**Exercise goal:**
Working from the records below, return word for word the line that contains "[ ] a point sits on every instance of the book" and each line after it, ending with the last. Skip all pictures.

Source records:

# # # #

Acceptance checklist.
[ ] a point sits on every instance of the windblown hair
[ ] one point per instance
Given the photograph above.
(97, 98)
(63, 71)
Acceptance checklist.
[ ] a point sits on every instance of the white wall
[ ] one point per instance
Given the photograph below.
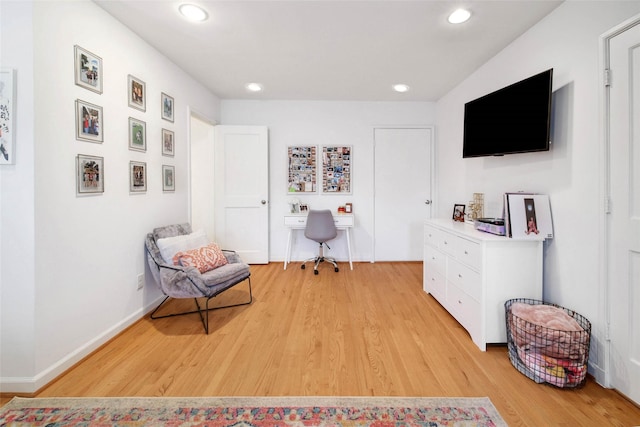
(567, 41)
(76, 286)
(324, 123)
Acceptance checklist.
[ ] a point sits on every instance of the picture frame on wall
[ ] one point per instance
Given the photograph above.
(88, 69)
(336, 169)
(458, 212)
(7, 116)
(137, 177)
(168, 143)
(89, 122)
(137, 135)
(168, 178)
(167, 107)
(302, 169)
(137, 93)
(89, 174)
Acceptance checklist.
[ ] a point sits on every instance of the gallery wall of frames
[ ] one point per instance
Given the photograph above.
(91, 124)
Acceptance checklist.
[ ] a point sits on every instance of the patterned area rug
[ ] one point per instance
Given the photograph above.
(251, 412)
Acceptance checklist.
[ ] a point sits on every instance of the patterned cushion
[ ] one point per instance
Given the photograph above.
(205, 258)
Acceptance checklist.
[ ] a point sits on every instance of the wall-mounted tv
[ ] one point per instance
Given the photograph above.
(514, 119)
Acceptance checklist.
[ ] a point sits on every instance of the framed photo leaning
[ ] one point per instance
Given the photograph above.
(167, 107)
(137, 177)
(88, 69)
(89, 122)
(168, 178)
(137, 135)
(168, 143)
(89, 174)
(458, 213)
(137, 93)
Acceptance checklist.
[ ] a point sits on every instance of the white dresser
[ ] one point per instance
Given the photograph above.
(472, 274)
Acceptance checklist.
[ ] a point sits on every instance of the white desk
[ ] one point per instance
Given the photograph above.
(299, 221)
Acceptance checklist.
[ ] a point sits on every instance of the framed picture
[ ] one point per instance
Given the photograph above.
(168, 178)
(168, 147)
(7, 116)
(137, 177)
(89, 122)
(458, 213)
(166, 107)
(88, 69)
(137, 93)
(336, 170)
(89, 174)
(137, 135)
(302, 169)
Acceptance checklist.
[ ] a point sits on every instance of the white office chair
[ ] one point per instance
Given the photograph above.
(320, 228)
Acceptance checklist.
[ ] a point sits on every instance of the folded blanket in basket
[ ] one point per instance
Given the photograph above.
(548, 329)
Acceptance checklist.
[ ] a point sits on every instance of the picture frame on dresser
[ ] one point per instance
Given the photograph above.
(458, 213)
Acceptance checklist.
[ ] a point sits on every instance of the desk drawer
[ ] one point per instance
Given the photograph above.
(295, 221)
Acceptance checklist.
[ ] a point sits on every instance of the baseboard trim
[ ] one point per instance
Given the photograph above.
(31, 385)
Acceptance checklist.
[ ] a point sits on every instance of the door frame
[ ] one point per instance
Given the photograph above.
(603, 369)
(192, 113)
(432, 173)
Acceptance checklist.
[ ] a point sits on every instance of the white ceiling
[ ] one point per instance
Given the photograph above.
(330, 50)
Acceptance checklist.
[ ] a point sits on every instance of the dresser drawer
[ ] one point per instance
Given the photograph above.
(295, 221)
(465, 278)
(431, 236)
(468, 252)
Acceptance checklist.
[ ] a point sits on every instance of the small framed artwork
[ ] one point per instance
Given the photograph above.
(336, 170)
(7, 116)
(89, 122)
(137, 93)
(137, 135)
(168, 147)
(167, 107)
(137, 177)
(168, 178)
(458, 213)
(88, 69)
(89, 174)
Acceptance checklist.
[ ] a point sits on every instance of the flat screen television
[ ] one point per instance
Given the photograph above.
(514, 119)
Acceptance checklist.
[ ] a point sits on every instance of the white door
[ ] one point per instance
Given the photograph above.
(624, 219)
(402, 191)
(241, 171)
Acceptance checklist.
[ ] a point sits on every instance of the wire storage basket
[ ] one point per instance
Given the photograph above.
(548, 343)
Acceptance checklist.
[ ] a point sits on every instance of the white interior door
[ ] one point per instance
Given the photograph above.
(402, 180)
(241, 170)
(624, 219)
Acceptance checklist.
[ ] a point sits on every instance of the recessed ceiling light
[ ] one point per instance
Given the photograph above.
(193, 12)
(254, 87)
(459, 16)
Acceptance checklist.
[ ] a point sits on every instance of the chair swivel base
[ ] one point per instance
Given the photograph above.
(317, 261)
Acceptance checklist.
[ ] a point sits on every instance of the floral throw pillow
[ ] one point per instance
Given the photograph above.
(204, 259)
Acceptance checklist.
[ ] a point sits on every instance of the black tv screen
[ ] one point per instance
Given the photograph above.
(514, 119)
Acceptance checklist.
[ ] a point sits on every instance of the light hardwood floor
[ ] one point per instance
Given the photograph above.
(367, 332)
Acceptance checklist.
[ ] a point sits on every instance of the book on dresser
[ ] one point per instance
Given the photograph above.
(472, 274)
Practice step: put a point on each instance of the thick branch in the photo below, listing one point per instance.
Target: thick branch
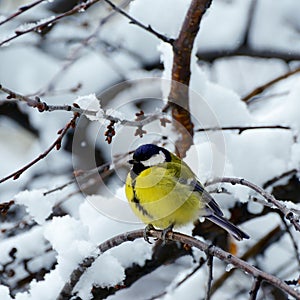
(66, 292)
(181, 73)
(288, 213)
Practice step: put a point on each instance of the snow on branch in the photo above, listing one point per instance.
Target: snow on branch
(265, 86)
(181, 72)
(139, 24)
(289, 214)
(209, 249)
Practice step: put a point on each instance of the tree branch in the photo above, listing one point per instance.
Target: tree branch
(40, 25)
(263, 87)
(181, 73)
(75, 276)
(56, 144)
(255, 288)
(288, 213)
(21, 10)
(43, 106)
(139, 24)
(242, 128)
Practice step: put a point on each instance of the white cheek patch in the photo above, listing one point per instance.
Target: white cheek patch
(154, 160)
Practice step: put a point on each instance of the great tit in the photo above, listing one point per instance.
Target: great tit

# # # #

**Solution for this problem:**
[ ] a point sits on every instance of the book on dresser
[ ] one point per instance
Given the photograph above.
(472, 274)
Practice step: put a point on each instance of the thick branch in the photo below, listing one point per instance.
Target: thick branch
(66, 292)
(181, 73)
(288, 213)
Practice step: put a point on each instance of the snow on branch in the photo above, listing one point per instance.
Target: snow on branch
(265, 86)
(181, 72)
(139, 24)
(289, 214)
(209, 249)
Practice step: put a point on each instance of the tree branch in the photo above, listing one point per instance.
Target: tree branch
(40, 25)
(263, 87)
(181, 73)
(75, 276)
(56, 144)
(255, 288)
(288, 213)
(21, 10)
(43, 106)
(139, 24)
(242, 128)
Practice step: put a point on each instance of the white cheek patch in the photo above, listing one point per instance.
Target: white cheek patch
(154, 160)
Practice step: put a point on each instance of the great tit in the photo above, listing one point per instance.
Target: great tit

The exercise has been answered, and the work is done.